● 読解文
日本に住む外国人が昨年、8年振りに減少したことが明らかになった。法務省出入国在留管理庁が3月31日に発表したデータによれば、2020年末時点で在留外国人は288万7116人と、1年前と比べ4万6021人減った。
その原因は、新型コロナウイルスの感染拡大だ。コロナ禍の影響で、在留外国人増加の要因となっていた「実習生」と「留学生」の新規入国が大幅に減った。結果、在留在国人全体も減少した。
とりわけ減少が目立つのが留学生だ。留学生は2019年末には34万5791人に達し、12年から2倍近く増えていた。それが1年間で一気に2割近く減り、28万901人まで落ち込んだ。
「留学生の減少は、日本のグローバル化にとって好ましくない」との主張をよく見かける。留学生を増やすため、政府が推進してきた「留学生30万人計画」でも、趣旨に「グローバル化」を掲げている。しかし、近年の留学生急増は、本当に日本の「グローバル化」に貢献したのだろうか。
コロナ禍に収束の兆しが出れば、留学生の受け入れ緩和を求める声が、教育業界や産業界から強まるだろう。その前に、30万人計画とコロナ禍における留学生たちの実態について考えておきたい。
30万人計画が作成されたのは2008年、福田康夫政権下のことだった。当時12万人程度だった留学生を、20年までに30万人まで増やす目標が掲げられた。だが、留学生は思うように増えなかった。11年の東日本大震災で福島第一原発事故が起きると、留学生全体の6割を占めた中国人が日本から去り始めた。当時の中国人には出稼ぎ目的の留学生も多かったが、自国の経済発展で賃金が上昇し、日本で働くメリットが薄れたのだ。
そこで政府は、アジア新興国からの留学生受け入れに舵を切る。その象徴と言えるのが「ベトナム人留学生」だ。ベトナム出身の留学生は12年末には9000人に満たなかったが、6年後の18年までに8万人以上に急増した。こうして新興国から大量に留学生を受け入れ、30万人計画は2020年の目標を前に、いったん達成された。
ただし、アジア新興国出身者の多くには、留学ビザ取得に十分な経済力がない。留学ビザは、アルバイトなしで日本での生活が成り立つ外国人に限って発給されるのが原則だ。しかし、この原則を守っていれば留学生は増えず、30万人計画も達成が難しい。そのため政府は、経済力のない外国人にもビザを発給し続けた。カラクリはこうだ。
新興国の留学希望者には、ビザ申請時に親の年収や預金残高が記された証明書の提出を求められる。ビザ発給の基準となる金額は明らかにされていないが、それぞれ最低でも日本円で200万円程度は必要だ。新興国の庶民にはクリアが難しい。日本への「留学ブーム」が巻き起きたベトナムの場合、国民の多くを占める農民の所得は、せいぜい月2〜3万円に過ぎないのだ。

● データ抜粋
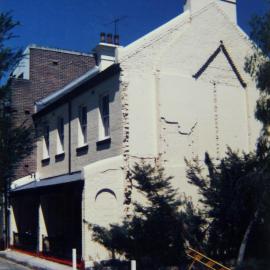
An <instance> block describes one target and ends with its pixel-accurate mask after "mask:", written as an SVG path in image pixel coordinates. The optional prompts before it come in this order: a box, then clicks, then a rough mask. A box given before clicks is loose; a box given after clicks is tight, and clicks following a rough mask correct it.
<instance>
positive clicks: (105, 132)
mask: <svg viewBox="0 0 270 270" xmlns="http://www.w3.org/2000/svg"><path fill="white" fill-rule="evenodd" d="M105 98H107V104H106V105H105V106H106V107H107V108H104V107H105V106H104V99H105ZM99 122H100V124H99V140H104V139H108V138H110V136H111V134H110V94H109V93H108V92H105V93H103V94H102V95H100V96H99Z"/></svg>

● 課題文
留学生に関する文章の「日本に住む外国人が昨年、8年」から「実態について考えておきたい。」までを、終わりの語句も含めて一字一句そのまま書き写してください。 データの各行は、留学生に関する文章とは関係がありません。

● 解答例
日本に住む外国人が昨年、8年振りに減少したことが明らかになった。法務省出入国在留管理庁が3月31日に発表したデータによれば、2020年末時点で在留外国人は288万7116人と、1年前と比べ4万6021人減った。
その原因は、新型コロナウイルスの感染拡大だ。コロナ禍の影響で、在留外国人増加の要因となっていた「実習生」と「留学生」の新規入国が大幅に減った。結果、在留在国人全体も減少した。
とりわけ減少が目立つのが留学生だ。留学生は2019年末には34万5791人に達し、12年から2倍近く増えていた。それが1年間で一気に2割近く減り、28万901人まで落ち込んだ。
「留学生の減少は、日本のグローバル化にとって好ましくない」との主張をよく見かける。留学生を増やすため、政府が推進してきた「留学生30万人計画」でも、趣旨に「グローバル化」を掲げている。しかし、近年の留学生急増は、本当に日本の「グローバル化」に貢献したのだろうか。
コロナ禍に収束の兆しが出れば、留学生の受け入れ緩和を求める声が、教育業界や産業界から強まるだろう。その前に、30万人計画とコロナ禍における留学生たちの実態について考えておきたい。